Record list:

* Start *

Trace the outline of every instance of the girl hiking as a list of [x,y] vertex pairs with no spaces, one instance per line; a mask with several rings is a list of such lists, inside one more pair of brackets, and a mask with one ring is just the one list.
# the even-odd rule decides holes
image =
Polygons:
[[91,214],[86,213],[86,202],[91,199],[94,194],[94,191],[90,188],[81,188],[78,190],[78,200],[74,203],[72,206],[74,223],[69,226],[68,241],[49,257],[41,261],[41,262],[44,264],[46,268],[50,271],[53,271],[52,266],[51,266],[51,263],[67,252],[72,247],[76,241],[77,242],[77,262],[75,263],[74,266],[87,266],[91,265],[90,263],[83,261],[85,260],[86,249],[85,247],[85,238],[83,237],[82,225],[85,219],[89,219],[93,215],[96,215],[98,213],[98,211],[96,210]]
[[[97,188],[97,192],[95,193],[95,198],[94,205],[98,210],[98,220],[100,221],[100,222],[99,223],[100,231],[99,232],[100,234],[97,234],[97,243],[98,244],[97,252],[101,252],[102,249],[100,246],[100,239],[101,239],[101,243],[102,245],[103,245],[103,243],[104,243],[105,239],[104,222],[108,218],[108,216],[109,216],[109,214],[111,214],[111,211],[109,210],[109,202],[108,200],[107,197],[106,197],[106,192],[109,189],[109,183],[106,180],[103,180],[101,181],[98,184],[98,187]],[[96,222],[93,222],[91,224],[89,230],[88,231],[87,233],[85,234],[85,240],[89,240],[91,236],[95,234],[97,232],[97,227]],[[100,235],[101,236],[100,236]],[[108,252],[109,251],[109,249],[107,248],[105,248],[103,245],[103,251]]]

* End *

Exercise requirements: Nothing should be left out: return all of the records exactly.

Solution:
Trace the outline of every instance of the girl hiking as a list of [x,y] vertex pairs with no spaces, one instance per line; a mask with several rings is a list of such lists, inside one more pair of brackets, and a mask with one ring is just the one list.
# the even-odd rule decides holes
image =
Polygons:
[[91,214],[86,213],[86,202],[91,199],[94,194],[94,191],[90,188],[81,188],[78,190],[78,200],[74,203],[72,206],[74,223],[69,226],[68,241],[49,257],[41,261],[41,262],[44,264],[46,268],[50,271],[53,271],[52,266],[51,266],[51,263],[67,252],[72,247],[76,241],[77,242],[77,262],[75,263],[74,266],[87,266],[91,265],[90,263],[83,261],[85,260],[86,249],[85,247],[85,238],[83,237],[82,225],[85,219],[89,219],[93,215],[96,215],[98,213],[98,211],[96,210]]
[[[97,188],[97,192],[95,193],[95,198],[94,205],[98,210],[98,220],[100,221],[100,222],[99,223],[100,231],[99,232],[100,234],[97,234],[97,243],[98,244],[97,252],[101,252],[102,249],[100,246],[100,239],[101,239],[101,243],[102,245],[103,245],[103,243],[104,243],[105,239],[104,222],[108,218],[108,216],[109,216],[109,214],[111,214],[111,211],[109,210],[109,202],[108,200],[107,197],[106,197],[106,192],[109,189],[109,183],[106,180],[103,180],[101,181],[98,184],[98,187]],[[96,222],[93,222],[91,224],[89,230],[88,231],[87,233],[85,234],[85,240],[89,240],[91,236],[95,234],[97,232],[97,227]],[[100,235],[101,236],[100,236]],[[108,252],[109,251],[109,249],[107,248],[105,248],[103,245],[103,251]]]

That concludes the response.